* _Supplied material_:
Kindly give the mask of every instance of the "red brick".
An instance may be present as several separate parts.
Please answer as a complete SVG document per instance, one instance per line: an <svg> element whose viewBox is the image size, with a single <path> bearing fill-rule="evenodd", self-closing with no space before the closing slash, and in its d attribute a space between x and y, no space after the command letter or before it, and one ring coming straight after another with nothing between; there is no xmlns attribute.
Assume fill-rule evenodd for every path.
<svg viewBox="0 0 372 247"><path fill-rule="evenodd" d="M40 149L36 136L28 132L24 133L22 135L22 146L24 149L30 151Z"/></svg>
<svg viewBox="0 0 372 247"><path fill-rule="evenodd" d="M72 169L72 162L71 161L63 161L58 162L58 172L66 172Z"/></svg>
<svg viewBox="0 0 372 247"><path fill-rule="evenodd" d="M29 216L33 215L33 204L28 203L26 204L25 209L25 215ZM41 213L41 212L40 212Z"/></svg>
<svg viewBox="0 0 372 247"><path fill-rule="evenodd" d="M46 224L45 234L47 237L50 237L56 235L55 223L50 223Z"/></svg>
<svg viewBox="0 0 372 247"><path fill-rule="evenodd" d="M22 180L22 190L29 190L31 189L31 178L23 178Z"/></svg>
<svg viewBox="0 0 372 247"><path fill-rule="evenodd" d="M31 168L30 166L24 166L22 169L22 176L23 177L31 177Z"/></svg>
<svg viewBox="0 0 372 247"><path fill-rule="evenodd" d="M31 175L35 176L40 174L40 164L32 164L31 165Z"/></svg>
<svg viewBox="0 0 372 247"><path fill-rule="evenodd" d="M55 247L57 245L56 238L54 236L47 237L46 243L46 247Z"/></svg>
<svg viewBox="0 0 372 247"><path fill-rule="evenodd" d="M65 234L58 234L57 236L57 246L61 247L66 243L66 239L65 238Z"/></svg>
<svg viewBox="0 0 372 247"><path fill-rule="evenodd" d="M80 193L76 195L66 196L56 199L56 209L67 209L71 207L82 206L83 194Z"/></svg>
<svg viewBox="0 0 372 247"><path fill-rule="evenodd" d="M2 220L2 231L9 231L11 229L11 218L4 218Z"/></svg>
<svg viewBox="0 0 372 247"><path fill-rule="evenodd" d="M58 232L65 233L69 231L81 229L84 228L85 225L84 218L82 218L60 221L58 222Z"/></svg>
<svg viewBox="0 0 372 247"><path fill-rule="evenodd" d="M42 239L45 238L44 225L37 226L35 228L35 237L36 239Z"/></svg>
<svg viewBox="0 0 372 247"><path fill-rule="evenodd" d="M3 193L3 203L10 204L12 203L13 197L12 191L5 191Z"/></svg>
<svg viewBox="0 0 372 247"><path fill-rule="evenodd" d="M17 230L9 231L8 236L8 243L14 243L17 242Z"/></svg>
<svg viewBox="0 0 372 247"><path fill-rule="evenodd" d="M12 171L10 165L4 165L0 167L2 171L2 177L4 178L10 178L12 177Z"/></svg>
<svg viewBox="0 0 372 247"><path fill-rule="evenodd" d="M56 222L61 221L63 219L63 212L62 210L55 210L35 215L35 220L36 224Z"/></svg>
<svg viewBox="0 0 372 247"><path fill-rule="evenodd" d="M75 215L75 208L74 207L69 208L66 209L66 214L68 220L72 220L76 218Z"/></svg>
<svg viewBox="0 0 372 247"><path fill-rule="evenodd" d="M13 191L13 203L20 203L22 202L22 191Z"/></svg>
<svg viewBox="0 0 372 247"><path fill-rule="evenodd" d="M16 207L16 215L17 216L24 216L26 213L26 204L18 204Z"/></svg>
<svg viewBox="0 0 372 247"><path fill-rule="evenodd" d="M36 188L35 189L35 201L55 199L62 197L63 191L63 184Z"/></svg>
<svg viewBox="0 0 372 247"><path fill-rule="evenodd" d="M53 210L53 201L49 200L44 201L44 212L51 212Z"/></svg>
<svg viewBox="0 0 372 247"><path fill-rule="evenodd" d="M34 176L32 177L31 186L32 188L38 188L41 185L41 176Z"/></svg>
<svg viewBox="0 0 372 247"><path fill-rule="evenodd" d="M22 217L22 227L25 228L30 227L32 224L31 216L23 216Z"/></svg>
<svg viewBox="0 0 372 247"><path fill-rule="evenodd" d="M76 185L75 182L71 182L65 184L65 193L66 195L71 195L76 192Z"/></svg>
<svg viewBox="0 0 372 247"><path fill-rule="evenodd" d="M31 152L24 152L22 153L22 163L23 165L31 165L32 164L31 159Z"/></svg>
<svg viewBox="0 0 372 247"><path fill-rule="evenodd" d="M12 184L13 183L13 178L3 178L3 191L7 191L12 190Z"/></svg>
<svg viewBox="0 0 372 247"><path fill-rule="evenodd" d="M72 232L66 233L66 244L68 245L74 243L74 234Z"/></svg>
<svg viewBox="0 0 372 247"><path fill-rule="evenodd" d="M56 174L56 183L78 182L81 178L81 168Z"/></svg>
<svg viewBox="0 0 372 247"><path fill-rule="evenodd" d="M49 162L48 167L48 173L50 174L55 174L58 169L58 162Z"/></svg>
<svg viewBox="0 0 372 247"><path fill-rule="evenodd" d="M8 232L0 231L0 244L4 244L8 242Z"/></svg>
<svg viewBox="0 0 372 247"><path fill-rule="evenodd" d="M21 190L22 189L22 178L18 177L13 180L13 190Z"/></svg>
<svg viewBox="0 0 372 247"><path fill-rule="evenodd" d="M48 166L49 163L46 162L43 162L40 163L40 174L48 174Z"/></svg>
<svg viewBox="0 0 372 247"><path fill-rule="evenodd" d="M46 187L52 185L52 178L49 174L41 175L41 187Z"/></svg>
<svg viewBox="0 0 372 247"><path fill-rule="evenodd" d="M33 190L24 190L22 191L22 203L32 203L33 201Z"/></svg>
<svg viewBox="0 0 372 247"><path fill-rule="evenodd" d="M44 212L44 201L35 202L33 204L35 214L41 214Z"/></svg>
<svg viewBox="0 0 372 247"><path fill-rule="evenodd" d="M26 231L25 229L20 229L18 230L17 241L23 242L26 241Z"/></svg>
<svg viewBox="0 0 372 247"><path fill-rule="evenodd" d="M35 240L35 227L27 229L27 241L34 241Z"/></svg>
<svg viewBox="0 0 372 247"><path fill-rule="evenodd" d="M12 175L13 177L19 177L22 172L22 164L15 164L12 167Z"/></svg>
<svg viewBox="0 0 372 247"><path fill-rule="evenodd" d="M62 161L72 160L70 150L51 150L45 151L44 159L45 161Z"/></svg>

* _Stated task_: Copy out word for word the lines of the records above, from the first line through the line containing "An instance may".

* _Answer for the task_:
Kindly give the mask of every instance of the "red brick".
An instance may be present as several separate parts.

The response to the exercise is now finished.